* _Challenge_: Copy each of the following rows verbatim, keeping every line as it stands.

* _Data to use_:
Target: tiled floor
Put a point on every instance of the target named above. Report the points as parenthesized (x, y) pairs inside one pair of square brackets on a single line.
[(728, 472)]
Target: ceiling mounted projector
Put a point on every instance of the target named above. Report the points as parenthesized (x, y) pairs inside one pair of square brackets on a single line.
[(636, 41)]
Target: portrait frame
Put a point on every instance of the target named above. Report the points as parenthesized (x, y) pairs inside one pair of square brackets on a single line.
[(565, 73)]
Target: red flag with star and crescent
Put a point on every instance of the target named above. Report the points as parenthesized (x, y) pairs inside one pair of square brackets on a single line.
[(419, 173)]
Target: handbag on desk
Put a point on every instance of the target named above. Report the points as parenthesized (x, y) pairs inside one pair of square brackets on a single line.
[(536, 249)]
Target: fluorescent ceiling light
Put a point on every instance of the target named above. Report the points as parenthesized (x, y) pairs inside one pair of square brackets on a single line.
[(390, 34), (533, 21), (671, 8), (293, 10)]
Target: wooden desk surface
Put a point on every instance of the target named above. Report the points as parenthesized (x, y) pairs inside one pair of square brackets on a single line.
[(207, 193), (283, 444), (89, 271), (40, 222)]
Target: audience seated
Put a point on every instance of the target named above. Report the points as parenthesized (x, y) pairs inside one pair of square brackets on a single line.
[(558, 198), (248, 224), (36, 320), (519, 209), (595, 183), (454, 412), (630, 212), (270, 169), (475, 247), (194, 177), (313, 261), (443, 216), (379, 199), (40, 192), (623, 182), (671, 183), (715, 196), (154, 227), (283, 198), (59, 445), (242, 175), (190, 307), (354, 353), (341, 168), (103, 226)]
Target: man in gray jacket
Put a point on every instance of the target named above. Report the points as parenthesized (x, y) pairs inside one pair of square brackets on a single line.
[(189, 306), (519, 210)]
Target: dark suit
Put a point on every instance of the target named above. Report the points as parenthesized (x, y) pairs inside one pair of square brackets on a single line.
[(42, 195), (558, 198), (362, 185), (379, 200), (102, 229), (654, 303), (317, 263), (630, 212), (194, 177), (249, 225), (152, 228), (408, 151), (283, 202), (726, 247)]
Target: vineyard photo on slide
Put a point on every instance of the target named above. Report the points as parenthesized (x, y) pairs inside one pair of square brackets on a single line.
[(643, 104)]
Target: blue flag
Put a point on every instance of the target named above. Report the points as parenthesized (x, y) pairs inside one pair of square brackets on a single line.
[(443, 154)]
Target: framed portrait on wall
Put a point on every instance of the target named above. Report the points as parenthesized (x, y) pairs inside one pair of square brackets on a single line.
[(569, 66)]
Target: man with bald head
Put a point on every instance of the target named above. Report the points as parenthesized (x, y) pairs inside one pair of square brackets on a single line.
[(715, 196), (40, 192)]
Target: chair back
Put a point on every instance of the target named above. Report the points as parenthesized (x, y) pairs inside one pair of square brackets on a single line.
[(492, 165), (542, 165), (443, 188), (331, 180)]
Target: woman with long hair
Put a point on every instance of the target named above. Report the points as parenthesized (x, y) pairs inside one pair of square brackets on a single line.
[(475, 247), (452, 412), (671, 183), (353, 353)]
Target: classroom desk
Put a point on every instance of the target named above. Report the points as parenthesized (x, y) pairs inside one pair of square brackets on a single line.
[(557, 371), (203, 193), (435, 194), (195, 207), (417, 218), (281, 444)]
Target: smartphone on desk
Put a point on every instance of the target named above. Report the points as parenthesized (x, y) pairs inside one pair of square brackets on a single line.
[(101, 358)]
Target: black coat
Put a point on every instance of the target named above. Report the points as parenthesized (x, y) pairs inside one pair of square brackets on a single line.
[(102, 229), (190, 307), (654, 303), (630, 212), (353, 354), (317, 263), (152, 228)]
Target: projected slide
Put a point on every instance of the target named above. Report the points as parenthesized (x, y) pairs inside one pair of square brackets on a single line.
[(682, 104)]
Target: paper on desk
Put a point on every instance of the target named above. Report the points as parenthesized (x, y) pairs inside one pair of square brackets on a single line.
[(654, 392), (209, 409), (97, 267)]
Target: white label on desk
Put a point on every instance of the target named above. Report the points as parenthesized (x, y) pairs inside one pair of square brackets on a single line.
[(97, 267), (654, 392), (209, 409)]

* _Task solution_:
Target: tiled floor
Put a point on every instance of the target named above. Report the points as parenthesized (x, y) pairs inside one pair of square brackets on a single line.
[(728, 472)]
Target: ceiling mounted projector
Put a point on every instance of the target named above. Report the points as parenthesized (x, y) pairs inside one pair of square brackets on a single line.
[(636, 41)]
Target: portrait frame
Put a point on every instance of the target named above. Report the points as parenthesized (x, y) pairs inside one pair of square brackets on a single line.
[(565, 73)]
Target: red flag with star and crescent
Put a point on every instance of the target named above. Report the points as parenthesized (x, y) pairs inside one pair of square brackets on a single line.
[(419, 173)]
Target: handbag on desk
Put a point on every instance of the target named above. Report the points as parenthesized (x, y) pairs inside one pair of square brackets on a single line.
[(536, 249)]
Target: fluorescent ceiling light
Put a point on every instance of the target named above. Report the points as parenthesized (x, y) pairs inside one pair of square brackets on a single line.
[(390, 34), (533, 21), (671, 8), (293, 10)]
Target: wooden desk surface
Put a point on every instance of the target named above. Report the points as parenthesized (x, y) pairs inside one pair of square brackets on a single line.
[(207, 193), (283, 444), (89, 271), (40, 222)]
Target: audience seated
Put a point on every instance of the target named above. Report the points as parenthesized (x, y) pairs inside one pair of square brackets on a single line.
[(558, 198), (248, 224), (36, 320), (519, 209), (595, 183), (454, 412), (630, 212), (270, 169), (475, 247), (194, 177), (313, 261), (443, 216), (379, 199), (40, 192), (623, 182), (671, 183), (715, 196), (154, 227), (283, 198), (59, 445), (242, 175), (190, 307), (354, 353), (341, 168), (103, 226)]
Target: man in gray jacket
Put a point on every instance of the target named above. Report the points as parenthesized (x, y) pairs inside one pair of square brackets on a single line.
[(189, 306), (519, 210)]
Target: dark suit
Put a point on every instance of the target named above. Report the points as parenthesized (x, y) pairs inside one pair of square brackets on a single line.
[(42, 195), (558, 198), (362, 185), (379, 200), (102, 229), (654, 303), (317, 263), (630, 212), (194, 177), (249, 225), (152, 228), (408, 151), (283, 202), (726, 247)]
Target: vineyard photo on slide
Put a point on every instance of the target named above. Report the points as parenthesized (x, y) pairs inside one pair of square brackets on a single line.
[(643, 104)]
Target: blue flag
Put a point on every instance of the target named above. Report the points as parenthesized (x, y) pairs inside one pair of square brackets on a single line.
[(443, 154)]
Target: framed portrait on wall
Put a point on every instance of the target named above. Report the points as parenthesized (x, y) pairs inside one pair of square brackets on a single line.
[(569, 66)]
Target: man with bald head
Put a point on every instance of the target named above. Report the points as parenthesized (x, y) pairs inside one pair of square brackets on a single line.
[(715, 196), (40, 192)]
Target: chair back
Put a point on every instance of the target named above. Report the points as parenthesized (x, y) pairs inside one pair of square brackets on a single line.
[(492, 165), (542, 165), (443, 188), (331, 180)]
Target: woman with long hair
Put a point on every instance of the target named above. Report the points as parenthesized (x, y) pairs inside one pair of square brackets on a single line.
[(475, 247), (452, 412), (671, 183), (353, 353)]
Target: classroom desk
Put a point on every instance of the target named above. Report the points as parenthesized (x, y) pairs inside one pair of square brackets on a single line.
[(557, 371), (203, 193), (435, 194), (195, 207), (417, 218), (281, 444)]
Target: smartphone on desk
Put a point on every instance of the target named above. Report the points as parenthesized (x, y) pairs inside one pair of square brackets on a single line.
[(101, 358)]
Target: black coat
Put a point on every instance of the target named above. Report the points as parenthesized (x, y) pairs inside one pair of square brackets on a single line.
[(102, 229), (190, 307), (654, 303), (630, 212), (353, 354), (317, 263), (152, 228)]
Target: projected slide
Put a point on every instance of the target named above. Report the points as parenthesized (x, y) pairs inside one pair of square brackets on a single line.
[(682, 104)]
Target: paper on desk
Put a point on every instance of the target named above. Report the points as parenthesized (x, y) pairs inside one pair of square brackets on a single line.
[(654, 392), (209, 409), (97, 267)]
Target: white label on desk
Put a point on every instance of the target named above. Report the points as parenthesized (x, y) pairs inside one pair of square brackets on a single line.
[(97, 267), (654, 392), (209, 409)]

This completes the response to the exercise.